### GIVEN INFORMATION ###
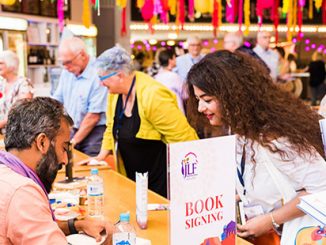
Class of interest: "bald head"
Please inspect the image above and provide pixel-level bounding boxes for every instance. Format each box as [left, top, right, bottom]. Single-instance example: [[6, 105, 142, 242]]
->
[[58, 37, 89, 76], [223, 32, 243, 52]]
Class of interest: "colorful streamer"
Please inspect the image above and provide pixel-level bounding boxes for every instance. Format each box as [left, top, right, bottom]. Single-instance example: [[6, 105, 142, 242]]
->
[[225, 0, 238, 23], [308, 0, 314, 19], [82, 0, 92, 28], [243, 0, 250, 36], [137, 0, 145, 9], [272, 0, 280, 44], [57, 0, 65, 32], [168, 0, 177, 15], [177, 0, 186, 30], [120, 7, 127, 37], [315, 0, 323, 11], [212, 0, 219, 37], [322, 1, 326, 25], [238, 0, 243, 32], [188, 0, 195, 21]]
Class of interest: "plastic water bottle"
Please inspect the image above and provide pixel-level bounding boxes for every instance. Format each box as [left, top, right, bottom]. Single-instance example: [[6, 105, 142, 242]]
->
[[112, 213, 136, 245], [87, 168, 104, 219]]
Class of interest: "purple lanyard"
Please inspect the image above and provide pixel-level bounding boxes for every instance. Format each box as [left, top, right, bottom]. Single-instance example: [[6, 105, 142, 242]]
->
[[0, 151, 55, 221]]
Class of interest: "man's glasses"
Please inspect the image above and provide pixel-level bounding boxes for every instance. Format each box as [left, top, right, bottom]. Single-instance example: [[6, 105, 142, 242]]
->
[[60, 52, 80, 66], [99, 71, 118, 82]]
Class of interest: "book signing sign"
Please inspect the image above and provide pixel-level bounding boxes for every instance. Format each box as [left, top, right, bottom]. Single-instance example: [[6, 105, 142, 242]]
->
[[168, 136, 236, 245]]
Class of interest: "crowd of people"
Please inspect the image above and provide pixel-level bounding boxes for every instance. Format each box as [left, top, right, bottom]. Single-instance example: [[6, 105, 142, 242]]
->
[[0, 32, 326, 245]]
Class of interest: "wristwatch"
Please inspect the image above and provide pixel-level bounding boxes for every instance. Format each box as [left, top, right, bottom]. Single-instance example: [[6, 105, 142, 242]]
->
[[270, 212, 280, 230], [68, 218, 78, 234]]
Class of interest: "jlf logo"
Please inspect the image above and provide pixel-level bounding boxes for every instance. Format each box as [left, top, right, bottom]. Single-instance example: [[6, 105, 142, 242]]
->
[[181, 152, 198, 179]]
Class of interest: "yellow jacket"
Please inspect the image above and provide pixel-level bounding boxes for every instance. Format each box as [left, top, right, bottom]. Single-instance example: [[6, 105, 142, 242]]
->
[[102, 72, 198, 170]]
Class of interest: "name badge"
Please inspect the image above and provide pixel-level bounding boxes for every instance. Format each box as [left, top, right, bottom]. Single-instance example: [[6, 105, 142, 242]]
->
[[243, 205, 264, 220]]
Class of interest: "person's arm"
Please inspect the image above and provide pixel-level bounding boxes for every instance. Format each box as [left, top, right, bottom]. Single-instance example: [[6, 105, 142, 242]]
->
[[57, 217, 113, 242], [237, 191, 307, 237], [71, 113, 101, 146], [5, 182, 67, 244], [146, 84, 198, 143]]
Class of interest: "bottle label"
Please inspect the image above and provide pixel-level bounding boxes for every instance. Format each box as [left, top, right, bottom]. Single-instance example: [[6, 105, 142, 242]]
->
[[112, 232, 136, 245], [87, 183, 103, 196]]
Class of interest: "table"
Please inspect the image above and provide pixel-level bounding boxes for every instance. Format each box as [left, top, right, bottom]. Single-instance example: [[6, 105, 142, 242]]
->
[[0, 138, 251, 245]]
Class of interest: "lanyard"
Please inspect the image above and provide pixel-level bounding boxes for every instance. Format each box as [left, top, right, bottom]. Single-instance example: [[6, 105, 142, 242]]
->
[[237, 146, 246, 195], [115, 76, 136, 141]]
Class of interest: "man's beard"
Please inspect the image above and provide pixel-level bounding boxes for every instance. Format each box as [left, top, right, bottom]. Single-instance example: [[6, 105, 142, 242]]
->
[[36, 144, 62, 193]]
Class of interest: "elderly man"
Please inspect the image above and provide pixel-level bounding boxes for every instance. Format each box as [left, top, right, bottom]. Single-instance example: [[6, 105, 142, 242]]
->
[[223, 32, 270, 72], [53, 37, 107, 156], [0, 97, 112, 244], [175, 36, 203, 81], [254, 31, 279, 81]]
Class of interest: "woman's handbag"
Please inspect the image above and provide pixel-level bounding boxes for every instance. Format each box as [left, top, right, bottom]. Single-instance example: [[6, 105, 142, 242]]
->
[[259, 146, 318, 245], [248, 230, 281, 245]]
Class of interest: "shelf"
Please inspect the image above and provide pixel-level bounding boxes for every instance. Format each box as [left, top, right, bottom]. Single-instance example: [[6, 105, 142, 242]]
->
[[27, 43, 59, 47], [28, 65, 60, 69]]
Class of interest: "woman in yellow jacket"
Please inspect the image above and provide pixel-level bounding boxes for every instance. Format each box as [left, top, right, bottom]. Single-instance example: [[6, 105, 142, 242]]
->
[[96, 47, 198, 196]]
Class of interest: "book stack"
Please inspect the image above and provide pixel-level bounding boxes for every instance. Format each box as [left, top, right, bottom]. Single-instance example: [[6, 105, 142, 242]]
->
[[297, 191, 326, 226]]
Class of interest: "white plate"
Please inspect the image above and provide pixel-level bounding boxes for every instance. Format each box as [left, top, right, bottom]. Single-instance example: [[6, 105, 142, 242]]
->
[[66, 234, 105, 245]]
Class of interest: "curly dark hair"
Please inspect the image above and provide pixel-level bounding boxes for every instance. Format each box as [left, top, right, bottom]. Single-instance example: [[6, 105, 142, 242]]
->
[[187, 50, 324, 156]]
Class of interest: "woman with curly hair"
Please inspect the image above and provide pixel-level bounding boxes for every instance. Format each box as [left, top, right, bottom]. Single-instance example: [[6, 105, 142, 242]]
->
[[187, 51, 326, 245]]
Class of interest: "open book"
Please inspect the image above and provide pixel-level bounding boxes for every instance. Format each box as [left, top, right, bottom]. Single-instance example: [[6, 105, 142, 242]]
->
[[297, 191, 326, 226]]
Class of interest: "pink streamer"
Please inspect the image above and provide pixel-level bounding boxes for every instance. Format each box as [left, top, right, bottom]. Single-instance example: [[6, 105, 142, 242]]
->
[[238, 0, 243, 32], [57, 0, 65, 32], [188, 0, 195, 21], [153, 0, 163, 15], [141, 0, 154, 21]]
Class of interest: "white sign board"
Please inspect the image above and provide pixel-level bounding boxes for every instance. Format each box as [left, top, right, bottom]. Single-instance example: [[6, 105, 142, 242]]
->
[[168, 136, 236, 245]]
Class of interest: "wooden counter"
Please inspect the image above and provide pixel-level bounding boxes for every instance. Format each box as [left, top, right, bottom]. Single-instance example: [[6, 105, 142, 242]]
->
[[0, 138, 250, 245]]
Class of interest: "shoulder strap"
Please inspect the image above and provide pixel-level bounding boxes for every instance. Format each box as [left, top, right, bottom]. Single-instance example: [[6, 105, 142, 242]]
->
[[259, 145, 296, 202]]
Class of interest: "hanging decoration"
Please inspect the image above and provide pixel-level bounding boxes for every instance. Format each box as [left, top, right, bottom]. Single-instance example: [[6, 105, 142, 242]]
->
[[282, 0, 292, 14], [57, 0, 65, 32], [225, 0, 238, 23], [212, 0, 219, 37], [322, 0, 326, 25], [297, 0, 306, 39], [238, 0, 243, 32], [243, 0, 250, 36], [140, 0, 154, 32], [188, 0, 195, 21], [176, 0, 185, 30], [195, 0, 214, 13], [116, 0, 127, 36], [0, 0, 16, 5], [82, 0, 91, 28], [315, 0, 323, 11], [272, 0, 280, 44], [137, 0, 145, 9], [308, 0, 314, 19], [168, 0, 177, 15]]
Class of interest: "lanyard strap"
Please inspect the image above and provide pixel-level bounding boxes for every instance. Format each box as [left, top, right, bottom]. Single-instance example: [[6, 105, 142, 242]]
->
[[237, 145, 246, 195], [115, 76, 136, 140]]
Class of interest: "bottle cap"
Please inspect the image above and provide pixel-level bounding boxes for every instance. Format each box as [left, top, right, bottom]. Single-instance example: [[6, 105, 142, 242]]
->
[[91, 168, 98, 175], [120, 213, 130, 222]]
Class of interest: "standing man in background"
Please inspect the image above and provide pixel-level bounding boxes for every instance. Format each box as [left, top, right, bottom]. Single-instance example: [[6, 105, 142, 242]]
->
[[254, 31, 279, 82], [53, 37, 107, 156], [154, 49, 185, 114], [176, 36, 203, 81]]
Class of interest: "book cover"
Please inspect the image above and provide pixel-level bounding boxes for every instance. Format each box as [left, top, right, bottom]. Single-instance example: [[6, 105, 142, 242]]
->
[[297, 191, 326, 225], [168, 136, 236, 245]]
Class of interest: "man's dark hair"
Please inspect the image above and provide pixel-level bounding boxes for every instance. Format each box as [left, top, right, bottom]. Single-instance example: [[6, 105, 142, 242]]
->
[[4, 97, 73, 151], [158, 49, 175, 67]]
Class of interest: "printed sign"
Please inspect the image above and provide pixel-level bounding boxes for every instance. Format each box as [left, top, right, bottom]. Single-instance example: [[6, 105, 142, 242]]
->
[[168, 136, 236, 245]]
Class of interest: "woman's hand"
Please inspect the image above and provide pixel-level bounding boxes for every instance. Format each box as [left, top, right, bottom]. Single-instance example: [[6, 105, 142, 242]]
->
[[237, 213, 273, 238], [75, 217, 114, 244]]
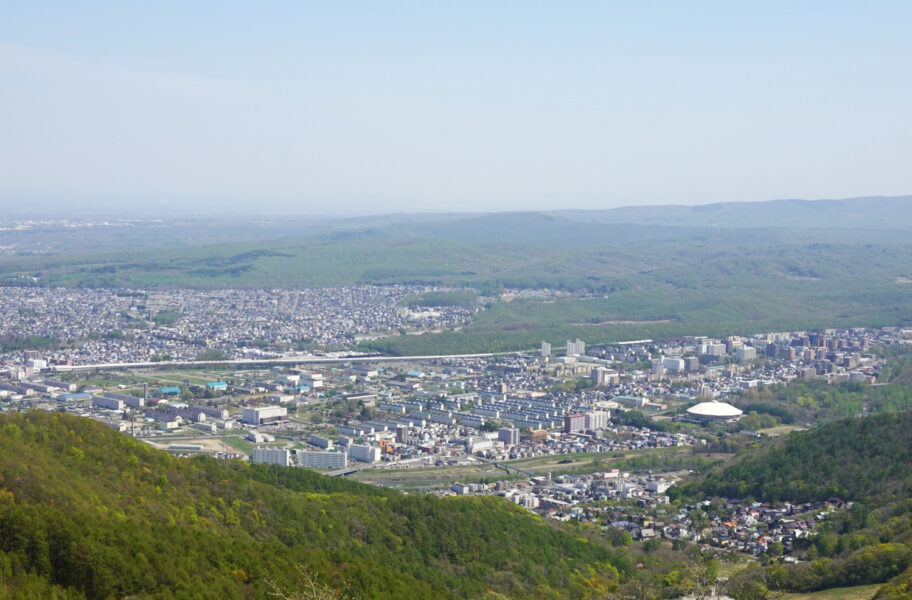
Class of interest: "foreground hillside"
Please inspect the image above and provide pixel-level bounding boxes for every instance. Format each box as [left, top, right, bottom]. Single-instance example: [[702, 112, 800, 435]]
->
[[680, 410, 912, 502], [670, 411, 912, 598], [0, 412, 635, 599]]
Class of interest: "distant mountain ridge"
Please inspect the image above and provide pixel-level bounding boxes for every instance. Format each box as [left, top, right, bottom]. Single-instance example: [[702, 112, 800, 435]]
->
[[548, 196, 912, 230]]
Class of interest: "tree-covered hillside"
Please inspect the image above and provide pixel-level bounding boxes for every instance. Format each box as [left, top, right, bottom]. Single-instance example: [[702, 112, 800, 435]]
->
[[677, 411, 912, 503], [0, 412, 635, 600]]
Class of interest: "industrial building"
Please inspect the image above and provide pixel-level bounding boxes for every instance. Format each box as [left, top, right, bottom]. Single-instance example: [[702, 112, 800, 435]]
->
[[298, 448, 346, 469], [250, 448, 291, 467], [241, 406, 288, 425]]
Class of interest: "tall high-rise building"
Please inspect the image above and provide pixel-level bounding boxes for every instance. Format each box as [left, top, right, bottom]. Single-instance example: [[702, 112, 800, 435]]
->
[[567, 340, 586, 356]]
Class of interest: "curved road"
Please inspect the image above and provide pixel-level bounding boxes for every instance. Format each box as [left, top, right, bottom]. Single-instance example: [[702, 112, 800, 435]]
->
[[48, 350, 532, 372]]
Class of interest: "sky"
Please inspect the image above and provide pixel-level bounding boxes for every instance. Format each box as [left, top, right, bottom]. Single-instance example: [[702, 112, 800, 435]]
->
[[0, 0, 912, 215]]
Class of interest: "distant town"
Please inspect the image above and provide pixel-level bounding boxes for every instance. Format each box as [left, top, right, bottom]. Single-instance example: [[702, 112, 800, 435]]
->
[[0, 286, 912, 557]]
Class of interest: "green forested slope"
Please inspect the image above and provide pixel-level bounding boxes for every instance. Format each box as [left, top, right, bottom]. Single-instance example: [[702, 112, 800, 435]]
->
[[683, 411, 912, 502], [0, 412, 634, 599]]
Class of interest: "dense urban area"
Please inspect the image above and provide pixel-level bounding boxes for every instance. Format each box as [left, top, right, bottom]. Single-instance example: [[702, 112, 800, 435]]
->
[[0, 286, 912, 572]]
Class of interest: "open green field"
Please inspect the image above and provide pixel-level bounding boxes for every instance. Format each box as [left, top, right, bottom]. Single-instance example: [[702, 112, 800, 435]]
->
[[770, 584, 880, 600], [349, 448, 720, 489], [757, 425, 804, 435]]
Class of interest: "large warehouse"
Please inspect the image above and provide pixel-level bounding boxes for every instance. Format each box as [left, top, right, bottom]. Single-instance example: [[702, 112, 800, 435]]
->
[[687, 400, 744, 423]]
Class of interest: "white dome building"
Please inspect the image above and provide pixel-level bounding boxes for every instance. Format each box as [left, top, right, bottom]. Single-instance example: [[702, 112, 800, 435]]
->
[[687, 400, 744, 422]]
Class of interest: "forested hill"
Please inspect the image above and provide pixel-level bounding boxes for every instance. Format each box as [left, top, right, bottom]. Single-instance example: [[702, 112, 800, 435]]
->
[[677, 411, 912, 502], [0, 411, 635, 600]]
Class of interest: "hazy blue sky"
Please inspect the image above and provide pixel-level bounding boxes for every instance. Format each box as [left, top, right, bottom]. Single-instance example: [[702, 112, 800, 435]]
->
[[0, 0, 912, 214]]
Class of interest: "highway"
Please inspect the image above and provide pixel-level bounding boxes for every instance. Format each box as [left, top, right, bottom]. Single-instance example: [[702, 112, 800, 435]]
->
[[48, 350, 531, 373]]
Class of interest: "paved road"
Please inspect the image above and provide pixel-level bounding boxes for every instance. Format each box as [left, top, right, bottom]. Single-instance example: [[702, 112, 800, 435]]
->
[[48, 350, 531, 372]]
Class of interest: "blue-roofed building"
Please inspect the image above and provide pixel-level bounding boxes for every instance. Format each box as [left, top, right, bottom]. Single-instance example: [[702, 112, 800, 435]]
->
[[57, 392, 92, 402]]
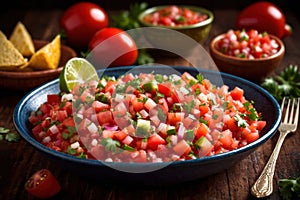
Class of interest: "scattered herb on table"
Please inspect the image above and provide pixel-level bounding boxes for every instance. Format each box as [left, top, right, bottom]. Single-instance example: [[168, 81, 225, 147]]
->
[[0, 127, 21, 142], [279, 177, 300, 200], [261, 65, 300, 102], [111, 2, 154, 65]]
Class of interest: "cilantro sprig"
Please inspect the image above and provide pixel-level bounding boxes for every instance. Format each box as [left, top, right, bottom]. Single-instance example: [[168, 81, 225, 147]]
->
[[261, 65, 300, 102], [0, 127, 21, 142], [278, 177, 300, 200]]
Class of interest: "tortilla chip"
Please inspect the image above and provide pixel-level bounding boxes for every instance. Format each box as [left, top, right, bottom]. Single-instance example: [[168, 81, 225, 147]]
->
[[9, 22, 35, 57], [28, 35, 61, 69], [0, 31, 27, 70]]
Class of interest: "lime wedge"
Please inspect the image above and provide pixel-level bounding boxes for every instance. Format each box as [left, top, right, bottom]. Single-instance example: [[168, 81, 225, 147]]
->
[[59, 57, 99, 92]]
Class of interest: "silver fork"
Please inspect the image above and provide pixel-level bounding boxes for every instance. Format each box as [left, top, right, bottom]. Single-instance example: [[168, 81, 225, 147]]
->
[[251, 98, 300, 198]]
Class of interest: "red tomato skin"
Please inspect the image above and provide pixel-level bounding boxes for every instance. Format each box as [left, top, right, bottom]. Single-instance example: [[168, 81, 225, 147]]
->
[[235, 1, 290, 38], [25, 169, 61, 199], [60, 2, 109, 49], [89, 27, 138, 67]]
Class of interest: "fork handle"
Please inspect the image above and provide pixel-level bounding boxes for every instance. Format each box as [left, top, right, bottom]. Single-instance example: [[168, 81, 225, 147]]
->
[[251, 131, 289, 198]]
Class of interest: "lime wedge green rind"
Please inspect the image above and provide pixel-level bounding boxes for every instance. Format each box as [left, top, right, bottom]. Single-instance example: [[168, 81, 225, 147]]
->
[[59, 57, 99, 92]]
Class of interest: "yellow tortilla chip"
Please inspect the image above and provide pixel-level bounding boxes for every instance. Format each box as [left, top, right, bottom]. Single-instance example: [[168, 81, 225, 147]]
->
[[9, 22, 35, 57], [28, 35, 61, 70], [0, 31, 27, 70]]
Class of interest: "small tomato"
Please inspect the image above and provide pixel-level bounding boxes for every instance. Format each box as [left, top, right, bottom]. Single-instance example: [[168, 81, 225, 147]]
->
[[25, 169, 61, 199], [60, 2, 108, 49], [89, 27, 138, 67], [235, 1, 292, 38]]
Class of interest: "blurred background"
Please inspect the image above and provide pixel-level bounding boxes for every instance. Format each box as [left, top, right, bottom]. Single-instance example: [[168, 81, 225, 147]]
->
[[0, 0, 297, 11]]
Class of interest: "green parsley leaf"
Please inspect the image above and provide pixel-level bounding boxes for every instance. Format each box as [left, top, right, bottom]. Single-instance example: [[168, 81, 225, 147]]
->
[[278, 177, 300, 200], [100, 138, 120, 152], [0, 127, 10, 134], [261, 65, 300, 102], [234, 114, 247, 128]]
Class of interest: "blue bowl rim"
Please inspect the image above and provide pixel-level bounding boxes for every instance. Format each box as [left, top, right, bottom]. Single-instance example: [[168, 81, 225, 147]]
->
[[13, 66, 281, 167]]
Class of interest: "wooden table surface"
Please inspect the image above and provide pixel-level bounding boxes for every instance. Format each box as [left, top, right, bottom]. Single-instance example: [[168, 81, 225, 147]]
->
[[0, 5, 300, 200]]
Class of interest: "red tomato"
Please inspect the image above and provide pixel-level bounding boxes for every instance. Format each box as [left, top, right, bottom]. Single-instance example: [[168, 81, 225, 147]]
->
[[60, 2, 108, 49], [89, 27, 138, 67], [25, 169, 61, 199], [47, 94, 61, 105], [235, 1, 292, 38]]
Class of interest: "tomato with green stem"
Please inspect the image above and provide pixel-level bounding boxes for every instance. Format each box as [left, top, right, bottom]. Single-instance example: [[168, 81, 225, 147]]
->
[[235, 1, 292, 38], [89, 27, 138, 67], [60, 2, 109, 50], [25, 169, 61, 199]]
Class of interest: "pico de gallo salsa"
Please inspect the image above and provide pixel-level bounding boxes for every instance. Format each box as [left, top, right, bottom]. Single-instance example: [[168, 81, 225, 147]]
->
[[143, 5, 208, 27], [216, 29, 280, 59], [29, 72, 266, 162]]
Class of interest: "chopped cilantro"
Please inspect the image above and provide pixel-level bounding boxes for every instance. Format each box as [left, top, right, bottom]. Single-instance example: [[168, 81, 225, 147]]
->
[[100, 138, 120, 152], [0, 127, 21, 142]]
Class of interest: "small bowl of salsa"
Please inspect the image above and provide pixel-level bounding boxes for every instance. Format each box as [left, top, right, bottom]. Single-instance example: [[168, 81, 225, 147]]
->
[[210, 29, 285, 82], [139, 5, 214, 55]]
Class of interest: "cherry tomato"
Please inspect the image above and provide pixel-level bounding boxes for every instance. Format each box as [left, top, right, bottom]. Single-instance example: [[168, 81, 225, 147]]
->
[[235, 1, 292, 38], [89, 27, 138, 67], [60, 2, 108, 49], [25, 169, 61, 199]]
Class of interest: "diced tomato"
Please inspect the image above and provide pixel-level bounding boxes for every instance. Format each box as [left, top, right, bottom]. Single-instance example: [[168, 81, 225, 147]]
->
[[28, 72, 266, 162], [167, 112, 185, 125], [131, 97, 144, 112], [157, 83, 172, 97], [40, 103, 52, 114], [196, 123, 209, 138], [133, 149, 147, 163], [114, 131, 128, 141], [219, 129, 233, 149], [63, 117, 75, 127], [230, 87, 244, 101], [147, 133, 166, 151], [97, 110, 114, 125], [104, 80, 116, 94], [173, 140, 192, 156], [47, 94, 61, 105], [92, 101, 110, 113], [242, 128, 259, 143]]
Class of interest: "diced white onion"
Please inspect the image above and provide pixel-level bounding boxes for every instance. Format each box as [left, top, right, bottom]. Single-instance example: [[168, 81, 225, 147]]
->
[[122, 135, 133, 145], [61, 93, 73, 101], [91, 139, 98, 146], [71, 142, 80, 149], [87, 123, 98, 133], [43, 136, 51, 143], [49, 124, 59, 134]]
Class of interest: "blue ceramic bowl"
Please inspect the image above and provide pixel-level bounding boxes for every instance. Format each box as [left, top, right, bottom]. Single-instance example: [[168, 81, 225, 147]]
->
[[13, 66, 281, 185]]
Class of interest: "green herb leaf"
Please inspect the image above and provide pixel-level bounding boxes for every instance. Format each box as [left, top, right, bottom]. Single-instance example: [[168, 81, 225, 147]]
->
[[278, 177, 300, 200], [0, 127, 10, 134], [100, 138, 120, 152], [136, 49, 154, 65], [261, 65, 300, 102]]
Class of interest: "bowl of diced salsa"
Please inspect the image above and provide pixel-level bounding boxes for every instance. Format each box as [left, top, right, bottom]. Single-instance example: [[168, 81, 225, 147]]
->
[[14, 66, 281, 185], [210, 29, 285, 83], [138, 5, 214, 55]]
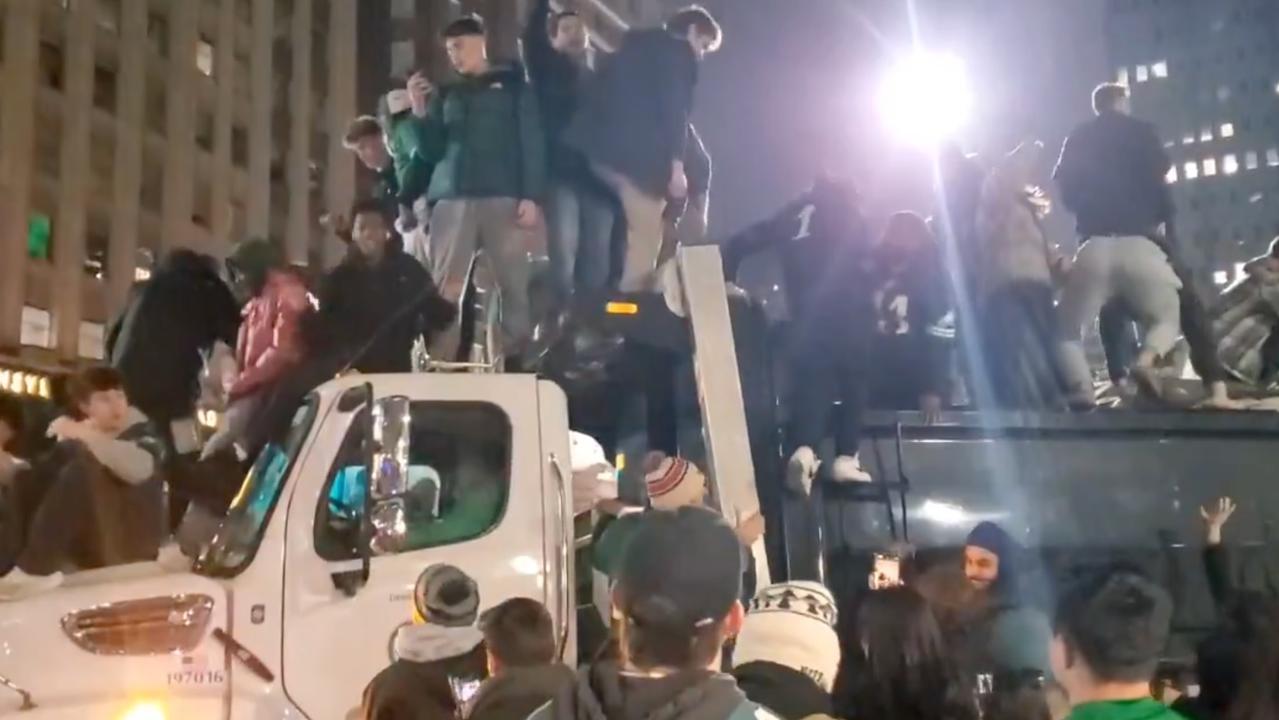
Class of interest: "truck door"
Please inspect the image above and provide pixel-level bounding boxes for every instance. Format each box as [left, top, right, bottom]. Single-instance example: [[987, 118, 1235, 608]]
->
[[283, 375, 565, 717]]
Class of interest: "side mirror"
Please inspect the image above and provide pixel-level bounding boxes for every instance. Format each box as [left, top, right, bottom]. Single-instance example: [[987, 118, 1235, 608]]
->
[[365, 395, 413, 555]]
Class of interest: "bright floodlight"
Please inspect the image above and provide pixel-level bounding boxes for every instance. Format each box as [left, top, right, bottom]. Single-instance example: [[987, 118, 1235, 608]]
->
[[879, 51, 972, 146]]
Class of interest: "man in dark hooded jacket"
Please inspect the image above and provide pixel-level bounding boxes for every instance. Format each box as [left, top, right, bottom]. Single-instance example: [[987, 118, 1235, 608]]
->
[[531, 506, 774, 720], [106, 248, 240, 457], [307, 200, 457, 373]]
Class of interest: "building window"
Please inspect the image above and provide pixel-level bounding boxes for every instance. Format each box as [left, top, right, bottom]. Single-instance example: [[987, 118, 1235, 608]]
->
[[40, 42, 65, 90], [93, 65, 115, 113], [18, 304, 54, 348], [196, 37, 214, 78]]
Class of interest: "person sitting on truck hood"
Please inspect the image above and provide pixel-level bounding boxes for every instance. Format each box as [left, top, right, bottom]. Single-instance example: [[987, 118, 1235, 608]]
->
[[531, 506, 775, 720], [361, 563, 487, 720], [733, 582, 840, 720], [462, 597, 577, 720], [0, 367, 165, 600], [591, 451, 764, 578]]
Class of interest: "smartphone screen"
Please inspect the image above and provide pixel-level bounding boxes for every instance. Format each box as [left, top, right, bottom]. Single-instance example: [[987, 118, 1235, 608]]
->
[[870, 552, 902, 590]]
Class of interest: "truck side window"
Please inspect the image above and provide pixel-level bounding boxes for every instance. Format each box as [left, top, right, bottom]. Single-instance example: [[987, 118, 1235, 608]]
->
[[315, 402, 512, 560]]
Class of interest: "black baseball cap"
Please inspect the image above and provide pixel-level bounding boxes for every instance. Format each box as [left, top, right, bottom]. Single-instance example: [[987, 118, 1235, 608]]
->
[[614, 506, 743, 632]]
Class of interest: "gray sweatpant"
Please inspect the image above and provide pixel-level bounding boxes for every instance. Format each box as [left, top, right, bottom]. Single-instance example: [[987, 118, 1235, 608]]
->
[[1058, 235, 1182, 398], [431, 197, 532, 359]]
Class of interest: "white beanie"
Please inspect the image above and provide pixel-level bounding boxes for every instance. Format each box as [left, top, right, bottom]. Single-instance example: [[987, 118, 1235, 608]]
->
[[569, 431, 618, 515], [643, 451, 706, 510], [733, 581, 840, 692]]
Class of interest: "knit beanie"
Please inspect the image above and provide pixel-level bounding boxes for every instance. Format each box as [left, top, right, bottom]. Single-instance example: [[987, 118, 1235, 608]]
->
###
Report every line of the records that contains the string "wedge", treating uppercase and lowercase as different.

■ COMPLETE OUTPUT ■
Class of interest: "lime wedge"
Class of interest: "lime wedge green rind"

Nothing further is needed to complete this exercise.